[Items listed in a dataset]
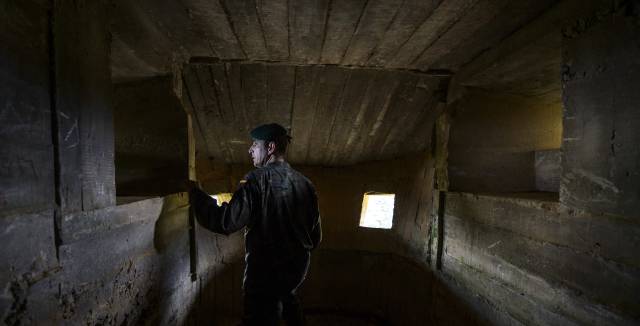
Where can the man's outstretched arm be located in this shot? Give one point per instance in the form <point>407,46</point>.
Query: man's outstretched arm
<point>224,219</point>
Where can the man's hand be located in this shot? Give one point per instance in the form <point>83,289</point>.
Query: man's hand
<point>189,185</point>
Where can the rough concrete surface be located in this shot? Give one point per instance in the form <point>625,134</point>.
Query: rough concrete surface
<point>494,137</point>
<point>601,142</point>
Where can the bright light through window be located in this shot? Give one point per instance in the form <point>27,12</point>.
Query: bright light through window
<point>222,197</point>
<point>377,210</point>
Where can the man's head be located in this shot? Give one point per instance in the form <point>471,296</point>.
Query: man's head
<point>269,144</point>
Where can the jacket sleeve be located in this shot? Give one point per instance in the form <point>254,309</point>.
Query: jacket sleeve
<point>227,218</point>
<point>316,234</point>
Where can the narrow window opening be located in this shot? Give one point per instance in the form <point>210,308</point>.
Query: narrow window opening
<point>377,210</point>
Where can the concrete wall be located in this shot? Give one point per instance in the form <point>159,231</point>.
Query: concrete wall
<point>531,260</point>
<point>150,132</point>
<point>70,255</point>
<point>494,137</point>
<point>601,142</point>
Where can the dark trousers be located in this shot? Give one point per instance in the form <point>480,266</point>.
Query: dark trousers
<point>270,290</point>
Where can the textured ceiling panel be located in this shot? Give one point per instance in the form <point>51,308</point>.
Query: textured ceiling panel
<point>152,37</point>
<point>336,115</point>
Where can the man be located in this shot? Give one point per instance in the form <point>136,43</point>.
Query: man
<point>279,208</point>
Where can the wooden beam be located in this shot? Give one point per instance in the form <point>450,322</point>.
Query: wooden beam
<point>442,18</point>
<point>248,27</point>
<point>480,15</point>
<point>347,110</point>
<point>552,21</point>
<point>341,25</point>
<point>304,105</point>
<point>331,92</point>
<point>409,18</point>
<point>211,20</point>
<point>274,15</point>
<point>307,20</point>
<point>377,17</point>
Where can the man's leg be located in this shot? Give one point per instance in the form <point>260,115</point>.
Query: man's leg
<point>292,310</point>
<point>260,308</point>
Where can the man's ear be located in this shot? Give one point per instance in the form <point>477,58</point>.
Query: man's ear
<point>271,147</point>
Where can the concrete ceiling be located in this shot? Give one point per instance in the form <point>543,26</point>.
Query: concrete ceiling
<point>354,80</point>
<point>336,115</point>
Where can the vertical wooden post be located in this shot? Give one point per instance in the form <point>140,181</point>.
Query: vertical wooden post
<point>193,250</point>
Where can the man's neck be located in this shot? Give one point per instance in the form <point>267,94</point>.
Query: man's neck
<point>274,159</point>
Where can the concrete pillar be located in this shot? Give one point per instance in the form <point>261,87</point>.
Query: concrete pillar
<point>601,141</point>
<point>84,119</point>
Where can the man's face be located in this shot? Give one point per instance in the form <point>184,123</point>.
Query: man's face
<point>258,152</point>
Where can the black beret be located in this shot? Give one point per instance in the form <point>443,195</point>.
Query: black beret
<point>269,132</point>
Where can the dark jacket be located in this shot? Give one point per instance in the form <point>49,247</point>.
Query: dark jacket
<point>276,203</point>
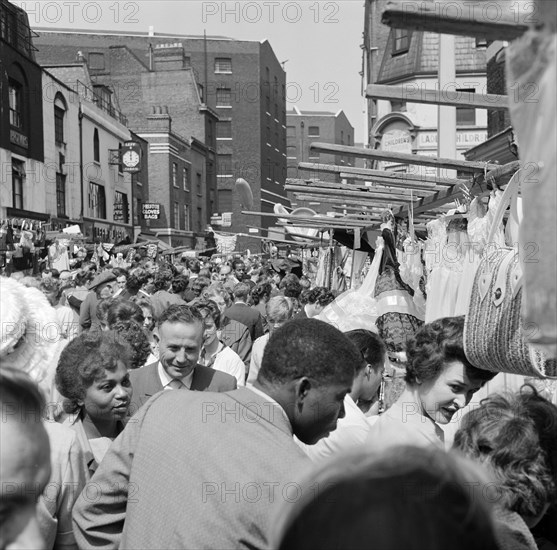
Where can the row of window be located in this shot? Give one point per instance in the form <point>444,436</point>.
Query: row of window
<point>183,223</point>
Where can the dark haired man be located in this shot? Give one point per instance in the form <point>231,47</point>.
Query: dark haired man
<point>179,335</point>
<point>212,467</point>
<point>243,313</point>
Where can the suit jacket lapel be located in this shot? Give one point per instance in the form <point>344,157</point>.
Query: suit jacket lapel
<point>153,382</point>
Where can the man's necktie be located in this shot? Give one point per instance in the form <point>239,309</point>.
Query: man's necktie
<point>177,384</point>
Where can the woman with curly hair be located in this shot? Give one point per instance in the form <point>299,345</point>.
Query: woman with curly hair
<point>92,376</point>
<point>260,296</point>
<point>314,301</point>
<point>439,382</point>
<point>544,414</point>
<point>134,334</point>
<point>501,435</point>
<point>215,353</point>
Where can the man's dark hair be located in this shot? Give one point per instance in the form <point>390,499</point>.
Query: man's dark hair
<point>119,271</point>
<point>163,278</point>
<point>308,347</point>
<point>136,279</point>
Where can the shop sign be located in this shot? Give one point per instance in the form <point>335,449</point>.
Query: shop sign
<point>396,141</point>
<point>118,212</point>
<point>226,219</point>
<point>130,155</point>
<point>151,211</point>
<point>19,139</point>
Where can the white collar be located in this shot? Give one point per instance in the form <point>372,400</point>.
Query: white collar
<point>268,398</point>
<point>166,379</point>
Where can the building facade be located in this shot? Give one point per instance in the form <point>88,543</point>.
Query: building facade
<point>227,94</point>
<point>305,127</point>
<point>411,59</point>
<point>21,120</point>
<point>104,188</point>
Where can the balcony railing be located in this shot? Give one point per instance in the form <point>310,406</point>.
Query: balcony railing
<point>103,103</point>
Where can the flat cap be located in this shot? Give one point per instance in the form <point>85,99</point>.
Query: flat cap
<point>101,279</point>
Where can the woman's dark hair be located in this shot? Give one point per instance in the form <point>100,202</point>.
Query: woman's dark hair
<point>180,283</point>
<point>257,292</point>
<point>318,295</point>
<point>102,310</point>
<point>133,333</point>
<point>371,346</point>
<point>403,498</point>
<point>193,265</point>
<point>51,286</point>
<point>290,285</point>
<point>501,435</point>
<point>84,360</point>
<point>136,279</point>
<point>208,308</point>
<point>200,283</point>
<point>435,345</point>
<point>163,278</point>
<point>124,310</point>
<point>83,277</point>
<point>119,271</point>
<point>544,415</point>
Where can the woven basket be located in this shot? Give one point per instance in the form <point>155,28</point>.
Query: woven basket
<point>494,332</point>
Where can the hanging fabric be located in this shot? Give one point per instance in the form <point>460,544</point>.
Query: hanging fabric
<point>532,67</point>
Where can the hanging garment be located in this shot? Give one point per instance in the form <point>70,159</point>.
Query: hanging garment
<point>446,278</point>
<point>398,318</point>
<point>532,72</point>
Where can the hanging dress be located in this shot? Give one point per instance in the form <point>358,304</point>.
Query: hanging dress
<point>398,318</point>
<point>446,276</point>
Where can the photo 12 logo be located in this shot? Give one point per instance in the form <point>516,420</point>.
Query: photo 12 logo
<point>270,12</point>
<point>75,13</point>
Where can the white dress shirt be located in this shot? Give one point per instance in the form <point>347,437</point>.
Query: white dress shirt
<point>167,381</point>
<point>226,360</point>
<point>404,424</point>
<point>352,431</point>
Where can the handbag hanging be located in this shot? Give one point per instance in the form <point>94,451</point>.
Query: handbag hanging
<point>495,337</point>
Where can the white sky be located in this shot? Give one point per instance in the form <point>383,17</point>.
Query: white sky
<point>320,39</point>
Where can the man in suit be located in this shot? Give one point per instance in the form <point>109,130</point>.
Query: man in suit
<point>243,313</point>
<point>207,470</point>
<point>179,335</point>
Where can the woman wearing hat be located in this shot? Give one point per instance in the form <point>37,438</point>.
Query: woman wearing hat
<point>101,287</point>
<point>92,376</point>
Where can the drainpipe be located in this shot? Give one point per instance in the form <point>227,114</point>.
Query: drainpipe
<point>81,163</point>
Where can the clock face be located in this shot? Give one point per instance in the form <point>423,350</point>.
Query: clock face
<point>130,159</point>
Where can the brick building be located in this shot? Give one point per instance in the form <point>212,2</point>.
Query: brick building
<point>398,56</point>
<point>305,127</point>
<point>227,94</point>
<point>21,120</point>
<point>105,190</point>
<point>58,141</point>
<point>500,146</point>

==

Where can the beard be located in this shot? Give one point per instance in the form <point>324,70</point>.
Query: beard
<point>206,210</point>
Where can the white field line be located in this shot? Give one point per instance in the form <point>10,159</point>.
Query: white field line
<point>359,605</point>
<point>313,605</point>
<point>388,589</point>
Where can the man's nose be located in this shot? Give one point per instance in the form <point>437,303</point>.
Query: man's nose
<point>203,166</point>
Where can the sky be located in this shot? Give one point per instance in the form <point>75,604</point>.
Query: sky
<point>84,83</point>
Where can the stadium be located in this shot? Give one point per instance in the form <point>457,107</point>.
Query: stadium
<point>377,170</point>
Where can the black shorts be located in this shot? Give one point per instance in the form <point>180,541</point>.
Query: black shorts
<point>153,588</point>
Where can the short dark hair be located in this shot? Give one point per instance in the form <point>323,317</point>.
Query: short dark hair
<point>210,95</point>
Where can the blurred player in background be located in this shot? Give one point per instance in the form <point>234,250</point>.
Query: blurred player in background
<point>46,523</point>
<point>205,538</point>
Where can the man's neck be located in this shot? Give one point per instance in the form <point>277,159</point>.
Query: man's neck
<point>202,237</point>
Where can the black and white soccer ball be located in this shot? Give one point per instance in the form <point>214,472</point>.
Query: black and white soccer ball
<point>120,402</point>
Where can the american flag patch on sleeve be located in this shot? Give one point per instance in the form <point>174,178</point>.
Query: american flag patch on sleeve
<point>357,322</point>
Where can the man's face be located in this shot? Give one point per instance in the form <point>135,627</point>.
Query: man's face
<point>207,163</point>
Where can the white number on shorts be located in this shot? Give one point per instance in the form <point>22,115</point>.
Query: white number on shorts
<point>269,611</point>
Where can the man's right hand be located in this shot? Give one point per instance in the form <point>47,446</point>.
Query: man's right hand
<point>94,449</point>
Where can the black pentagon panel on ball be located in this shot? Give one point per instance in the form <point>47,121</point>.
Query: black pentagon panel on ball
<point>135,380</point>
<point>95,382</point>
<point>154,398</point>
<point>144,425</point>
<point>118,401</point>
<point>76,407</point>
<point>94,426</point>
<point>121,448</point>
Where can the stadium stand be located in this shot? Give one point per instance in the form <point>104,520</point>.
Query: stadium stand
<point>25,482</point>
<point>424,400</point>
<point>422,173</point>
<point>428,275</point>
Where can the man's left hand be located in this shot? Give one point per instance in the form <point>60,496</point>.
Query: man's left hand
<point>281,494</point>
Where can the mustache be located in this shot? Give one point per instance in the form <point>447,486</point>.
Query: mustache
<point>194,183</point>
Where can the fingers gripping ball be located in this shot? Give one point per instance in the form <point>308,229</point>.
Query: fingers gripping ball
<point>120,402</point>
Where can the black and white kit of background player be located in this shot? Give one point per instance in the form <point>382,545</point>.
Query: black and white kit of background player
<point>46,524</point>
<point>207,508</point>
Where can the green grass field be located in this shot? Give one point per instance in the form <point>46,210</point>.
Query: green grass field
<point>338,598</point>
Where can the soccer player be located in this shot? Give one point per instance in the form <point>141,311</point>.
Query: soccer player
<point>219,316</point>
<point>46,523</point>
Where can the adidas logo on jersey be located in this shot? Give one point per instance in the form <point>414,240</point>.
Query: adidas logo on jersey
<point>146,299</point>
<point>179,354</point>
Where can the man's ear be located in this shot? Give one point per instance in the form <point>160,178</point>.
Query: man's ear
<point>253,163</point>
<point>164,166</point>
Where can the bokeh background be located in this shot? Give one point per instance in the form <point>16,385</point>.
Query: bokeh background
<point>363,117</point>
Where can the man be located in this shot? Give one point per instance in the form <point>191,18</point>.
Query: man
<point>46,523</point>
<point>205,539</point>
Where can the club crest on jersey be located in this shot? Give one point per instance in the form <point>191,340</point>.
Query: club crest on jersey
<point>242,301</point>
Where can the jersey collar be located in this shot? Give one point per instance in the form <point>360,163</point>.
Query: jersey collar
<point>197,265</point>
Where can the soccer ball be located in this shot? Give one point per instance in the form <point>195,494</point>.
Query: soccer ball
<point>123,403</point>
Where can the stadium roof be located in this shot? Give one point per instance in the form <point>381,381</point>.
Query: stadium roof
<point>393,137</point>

* [Brief] Return a word-for-word copy of the lines above from the one holding "Where can the blurred" through the one holding "Where can the black pentagon", with both of them included and nothing besides.

* [Response area]
Where can the blurred player in background be located in this shot? Give one point per instance in the form <point>234,250</point>.
Query: blurred player in background
<point>46,523</point>
<point>205,538</point>
Where can the man's neck be located in this shot? Give one point per instance in the form <point>277,159</point>.
Query: man's neck
<point>202,237</point>
Where can the black and white soccer ball be located in this shot? Give one point per instance in the form <point>214,472</point>.
Query: black and white soccer ball
<point>120,402</point>
Where can the american flag patch on sleeve be located in this shot? Give one point per instance in the form <point>174,178</point>.
Query: american flag patch on sleeve
<point>357,322</point>
Where can the man's face be located in this shot? Give one point per instance in the form <point>135,627</point>.
Query: man's face
<point>207,163</point>
Where can the white number on shorts be located in this shot? Give one point per instance in the form <point>22,115</point>.
Query: white number on shorts
<point>269,611</point>
Where can the man's right hand be located in this shot? Give one point per instance in the form <point>47,446</point>.
Query: man's right hand
<point>94,449</point>
Where can the black pentagon panel on ball be located in this shot? Give one point per instance in the form <point>47,121</point>.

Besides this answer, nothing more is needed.